— OBJECTIFS —
**1)** D'après le texte sur la récréation, quelles qualités les cours de la maison d'école ont-elles permis de développer ? Donnez-les toutes.
**2)** Reprenez le texte sur la récréation après sa dernière phrase et poursuivez-le.

Voyez bien ceci : ce qui fait que le peuple, en notre temps de démocratie et de liberté, est ou doit être notre espoir, notre salut, que toute notre attente est en lui, que nos soins, notre amour sont pour lui, c’est justement la puissance, la fraîcheur de son énergie vitale, que rien n’a encore affaiblie ni usée. C’est qu’il est le fonds intarissable d’où jaillissent les âmes éprises d’action, les âmes ouvertes à la joie de vivre, avides de s’élancer dans ce monde qui leur est nouveau et merveilleux ; c’est qu’il est la source où se retrempe et se régénère la vie sociale. Il y a là comme un mystère naturel qu’il faut se garder de troubler, parce que ce trouble retentirait avec des conséquences incalculables dans les destinées mêmes du pays. Le savoir marche à la conquête du peuple, et c’est là le plus beau fait de ce siècle. Nous entreprenons de verser la lumière dans ces obscures et fécondes profondeurs : nous prétendons appeler tous ces ignorants d’hier à la vie supérieure de leur temps. C’est une œuvre nécessaire, une œuvre sacrée, mais délicate aussi, ne l’oublions pas. Dans notre ardeur d’instruire, gardons-nous de fausser la nature, de l’appauvrir sous prétexte de richesse. Veillons à lui laisser ce qu’elle a de meilleur et ce qui est le plus à elle : la force d’expansion, la spontanéité, l’enthousiasme, autant dire la vie. »
Soupçonniez-vous toutes ces vertus que l’on attribue à la récréation ? Comme elle semble vitale analysée ainsi ! À la réflexion, les cours de ma maison d’école remplirent bien leur fonction en me permettant de développer ma spontanéité, mon enthousiasme et ma joie de vivre … merci aussi à mon ballon et mon vélo.
Jusqu’ici, j’ai évoqué le cas particulier d’un enfant veinard de bénéficier pour lui seul d’un tel espace de divertissement. Bien évidemment, comme tout écolier, collégien et même lycéen, j’ai connu aussi les cours de récréation des établissements que j’ai fréquentés.

(Données d'annotation des contours d'images)

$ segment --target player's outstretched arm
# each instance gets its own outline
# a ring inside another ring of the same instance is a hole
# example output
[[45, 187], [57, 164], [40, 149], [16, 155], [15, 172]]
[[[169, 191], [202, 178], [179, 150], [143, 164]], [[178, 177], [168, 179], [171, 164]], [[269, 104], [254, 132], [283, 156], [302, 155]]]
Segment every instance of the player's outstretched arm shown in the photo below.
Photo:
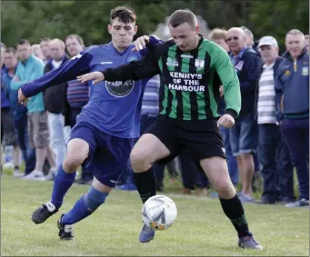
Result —
[[146, 55], [139, 61], [118, 66], [114, 69], [106, 69], [103, 72], [93, 72], [77, 76], [79, 82], [93, 81], [97, 84], [103, 80], [107, 81], [126, 81], [129, 79], [139, 80], [142, 78], [153, 77], [160, 73], [154, 46], [150, 47]]
[[[218, 54], [216, 54], [217, 56], [214, 57], [215, 67], [223, 84], [224, 98], [226, 103], [225, 114], [230, 114], [234, 119], [234, 123], [225, 120], [225, 122], [229, 124], [227, 124], [227, 126], [225, 127], [230, 127], [234, 125], [235, 119], [237, 118], [241, 109], [240, 84], [227, 53], [223, 49], [218, 49], [217, 51], [219, 52]], [[225, 117], [227, 116], [225, 115]], [[219, 122], [220, 121], [221, 123], [225, 122], [221, 119]], [[223, 124], [221, 124], [221, 125], [223, 125]]]
[[[139, 36], [135, 42], [135, 47], [132, 49], [133, 52], [142, 51], [142, 54], [145, 55], [147, 54], [146, 44], [151, 44], [155, 45], [162, 43], [162, 40], [155, 38], [155, 36], [142, 35]], [[146, 50], [146, 51], [145, 51]]]
[[92, 59], [93, 55], [90, 53], [78, 54], [59, 68], [44, 74], [36, 80], [30, 81], [20, 88], [18, 101], [25, 102], [26, 98], [35, 95], [50, 86], [67, 82], [75, 79], [79, 74], [87, 73]]

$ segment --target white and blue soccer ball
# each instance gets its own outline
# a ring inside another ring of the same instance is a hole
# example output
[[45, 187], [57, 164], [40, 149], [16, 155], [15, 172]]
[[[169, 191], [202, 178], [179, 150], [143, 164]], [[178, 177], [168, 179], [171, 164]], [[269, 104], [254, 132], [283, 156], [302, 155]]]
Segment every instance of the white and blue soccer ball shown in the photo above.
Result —
[[142, 207], [142, 219], [155, 230], [166, 230], [175, 222], [177, 209], [174, 201], [165, 195], [149, 198]]

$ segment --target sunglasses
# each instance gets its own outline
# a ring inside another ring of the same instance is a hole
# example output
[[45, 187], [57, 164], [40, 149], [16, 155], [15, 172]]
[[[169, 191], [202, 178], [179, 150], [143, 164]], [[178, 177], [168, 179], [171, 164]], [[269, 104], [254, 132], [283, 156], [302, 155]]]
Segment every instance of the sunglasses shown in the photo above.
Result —
[[236, 41], [236, 40], [238, 40], [238, 39], [239, 39], [239, 36], [232, 36], [232, 37], [228, 37], [228, 38], [226, 38], [226, 42], [232, 41], [233, 39], [234, 39], [235, 41]]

— RÉPONSES DONNÉES —
**1)** La spontanéité, l'enthousiasme et la joie de vivre.

**2)**
Achevée la classe mixte de maternelle où j’étais en terrain de connaissance puisque chez moi, j’ai pratiqué deux cours successivement, en effet, mon école primaire (uniquement de garçons) était implantée en deux lieux : au cours préparatoire et au cours élémentaire 1ère année, nous partagions la cour avec les « grands » du Cours Complémentaire ; pour les classes supérieures, sans doute en raison de l’exiguïté des locaux, nous émigrions … dans un ancien hôtel de standing fréquenté auparavant par la clientèle du casino et des thermes. Mes fidèles lecteurs le connaissent puisqu’il apparaît dans l’avant-propos de mon blog*******.
C’est de cette cour devant cet immeuble majestueux (quoique pas mal décati à l’époque) avec son perron, que je garde les souvenirs les plus vivaces. C’est dans un coin de celle-ci qu’avant la rentrée de l’après-midi, nous partagions discrètement avec mes camarades, les « bonbecs fabuleux »******** dont nous venions de faire provision en chemin à l’épicerie.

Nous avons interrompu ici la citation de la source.